# start of Supplied information

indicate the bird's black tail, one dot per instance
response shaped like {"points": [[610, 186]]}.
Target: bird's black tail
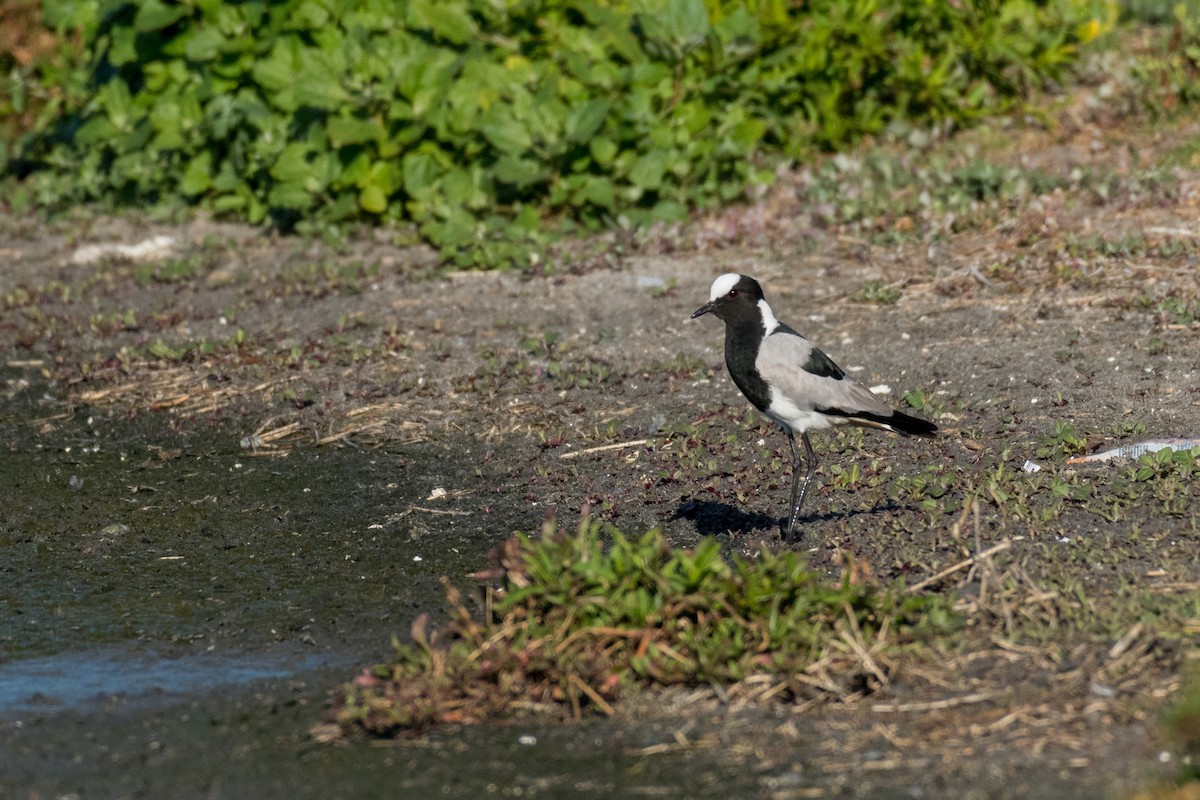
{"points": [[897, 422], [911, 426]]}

# end of Supplied information
# start of Supplied information

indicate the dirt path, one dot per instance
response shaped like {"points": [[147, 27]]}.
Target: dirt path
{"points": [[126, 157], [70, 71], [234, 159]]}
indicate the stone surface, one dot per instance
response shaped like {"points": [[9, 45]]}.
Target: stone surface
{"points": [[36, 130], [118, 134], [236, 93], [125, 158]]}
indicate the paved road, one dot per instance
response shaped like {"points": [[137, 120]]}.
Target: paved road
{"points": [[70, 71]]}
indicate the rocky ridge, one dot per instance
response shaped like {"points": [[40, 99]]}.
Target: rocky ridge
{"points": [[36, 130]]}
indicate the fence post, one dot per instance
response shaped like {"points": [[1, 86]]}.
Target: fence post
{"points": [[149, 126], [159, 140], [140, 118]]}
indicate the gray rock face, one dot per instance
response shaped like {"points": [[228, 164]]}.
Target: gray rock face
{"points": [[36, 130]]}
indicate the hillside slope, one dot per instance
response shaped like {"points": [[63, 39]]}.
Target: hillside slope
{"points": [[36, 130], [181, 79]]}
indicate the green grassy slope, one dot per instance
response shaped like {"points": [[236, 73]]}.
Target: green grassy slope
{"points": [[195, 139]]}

# end of Supplied information

* **Direction**: Return every line from the records above that contains the word "like".

* **The response**:
response shaped like {"points": [[610, 186]]}.
response shaped like {"points": [[147, 27]]}.
response shaped like {"points": [[9, 45]]}.
response shaped like {"points": [[137, 120]]}.
response shaped like {"points": [[40, 99]]}.
response shaped like {"points": [[1, 86]]}.
response shaped like {"points": [[228, 164]]}.
response shaped like {"points": [[63, 39]]}.
response shaped like {"points": [[236, 73]]}.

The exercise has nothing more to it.